_YOUR INSTRUCTIONS:_ Print the whole listing, character for character.

_SOURCE MATERIAL:_
-.-.-
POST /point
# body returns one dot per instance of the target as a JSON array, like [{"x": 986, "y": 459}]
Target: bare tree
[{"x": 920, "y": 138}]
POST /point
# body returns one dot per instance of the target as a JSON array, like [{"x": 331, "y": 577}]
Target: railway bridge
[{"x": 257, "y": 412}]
-.-.-
_ANSWER TO THIS PROBLEM:_
POST /point
# body returns one dot per instance of the target as a JSON array, like [{"x": 986, "y": 459}]
Target: bare tree
[{"x": 920, "y": 138}]
POST /point
# body returns one dot per instance of the target as a JSON array, like [{"x": 331, "y": 577}]
Target: railway bridge
[{"x": 257, "y": 412}]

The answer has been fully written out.